Amaç
HDP'nin siyasetteki rolünü anlatan alıntıda "Demirtaş, PKK’nın Çatışma" ifadesinden "parti haline gelmiştir." ifadesine kadar olan bölümü hiçbir değişiklik yapmadan yinele.

Alıntı
----------------
Demirtaş, PKK’nın Çatışma Söylemini Siyasete Taşıdı
Yeni sistemden etkilenecek diğer parti ise kaçınılmaz bir şekilde HDP olacaktır. HDP’nin yakın geçmişte siyaset sahnesinde üstlendiği işlevi iki safhaya ayırabiliriz: Birincisi çözüm süreci sırasında oynadığı anahtar role işaret eder. Çözüm süreci terör örgütü PKK’ya silah bıraktırmayı hedefleyen tarihi adımlardan birisiydi. Bu süreçte PKK’nın sadece kapalı kapılar ardında yürütülen görüşmelerle silahsızlandırılmasının mümkün olmadığı düşünülmüş, HDP kolaylaştırıcı rol oynaması açısından sürece dahil edilmiştir. HDP’li siyasetçiler bu süreçte Kandil ve İmralı ile görüşmeler yapmış, Türkiyelileşme söylemi ve pozitif politikaları arkalarındaki toplumsal desteğin artmasına neden olmuş, seçimlerde barajı geçerek -parlamentoda az sayıdaki sandalyeye rağmen- kilit role sahip parti haline gelmiştir.
----------------
Verilen kayıtlar
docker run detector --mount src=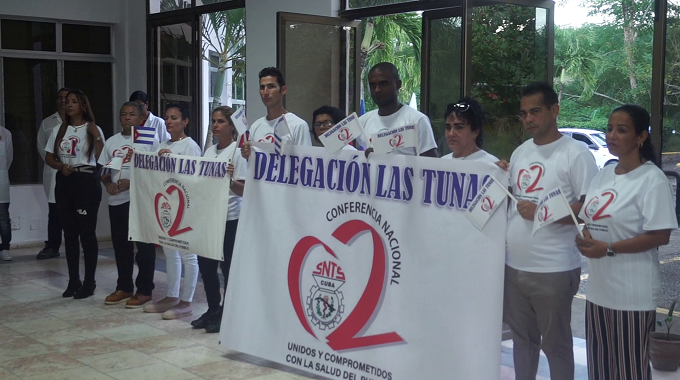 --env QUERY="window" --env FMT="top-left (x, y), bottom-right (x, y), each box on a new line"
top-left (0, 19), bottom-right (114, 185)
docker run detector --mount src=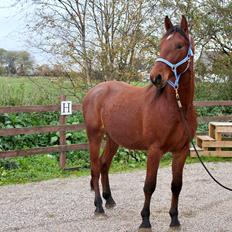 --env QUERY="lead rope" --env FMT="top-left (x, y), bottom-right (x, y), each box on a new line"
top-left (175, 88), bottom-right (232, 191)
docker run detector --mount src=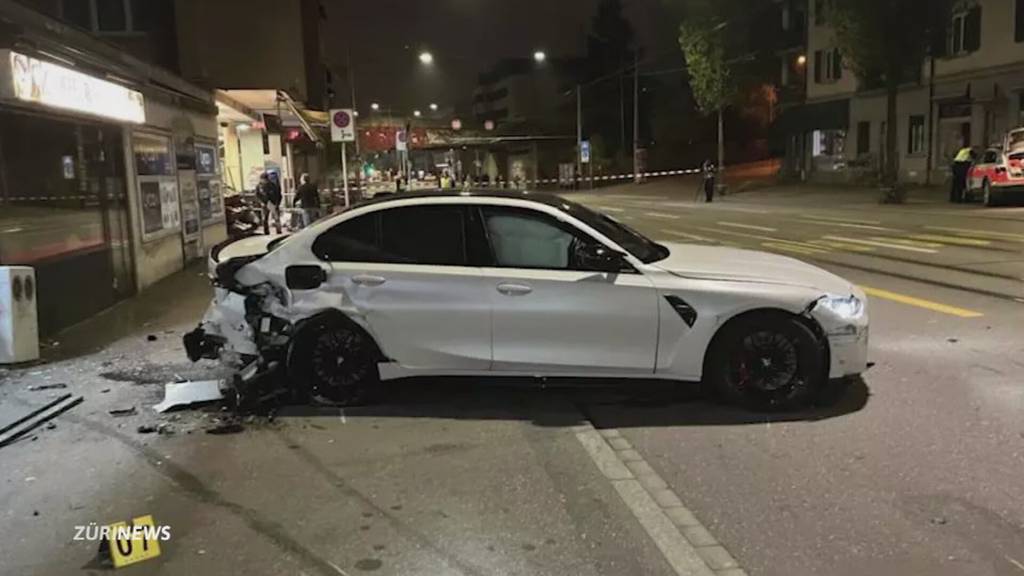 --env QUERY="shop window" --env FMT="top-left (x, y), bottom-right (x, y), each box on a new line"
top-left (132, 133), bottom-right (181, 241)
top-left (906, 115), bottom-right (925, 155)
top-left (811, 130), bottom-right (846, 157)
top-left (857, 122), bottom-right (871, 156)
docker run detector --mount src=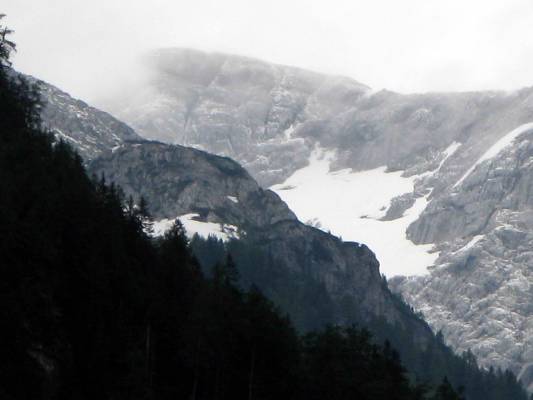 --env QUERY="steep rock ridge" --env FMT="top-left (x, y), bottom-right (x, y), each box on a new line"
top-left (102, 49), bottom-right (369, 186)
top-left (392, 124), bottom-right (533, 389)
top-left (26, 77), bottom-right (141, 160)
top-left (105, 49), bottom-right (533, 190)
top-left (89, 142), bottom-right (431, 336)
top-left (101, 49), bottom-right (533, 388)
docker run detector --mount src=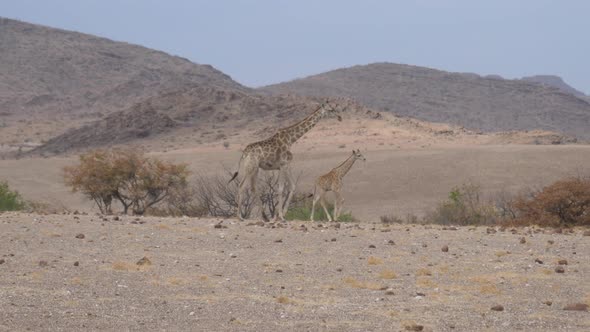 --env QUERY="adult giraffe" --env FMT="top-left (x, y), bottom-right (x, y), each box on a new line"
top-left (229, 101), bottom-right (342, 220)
----------------
Alıştırmanın sonucu
Demirtaş, PKK’nın Çatışma Söylemini Siyasete Taşıdı
Yeni sistemden etkilenecek diğer parti ise kaçınılmaz bir şekilde HDP olacaktır. HDP’nin yakın geçmişte siyaset sahnesinde üstlendiği işlevi iki safhaya ayırabiliriz: Birincisi çözüm süreci sırasında oynadığı anahtar role işaret eder. Çözüm süreci terör örgütü PKK’ya silah bıraktırmayı hedefleyen tarihi adımlardan birisiydi. Bu süreçte PKK’nın sadece kapalı kapılar ardında yürütülen görüşmelerle silahsızlandırılmasının mümkün olmadığı düşünülmüş, HDP kolaylaştırıcı rol oynaması açısından sürece dahil edilmiştir. HDP’li siyasetçiler bu süreçte Kandil ve İmralı ile görüşmeler yapmış, Türkiyelileşme söylemi ve pozitif politikaları arkalarındaki toplumsal desteğin artmasına neden olmuş, seçimlerde barajı geçerek -parlamentoda az sayıdaki sandalyeye rağmen- kilit role sahip parti haline gelmiştir.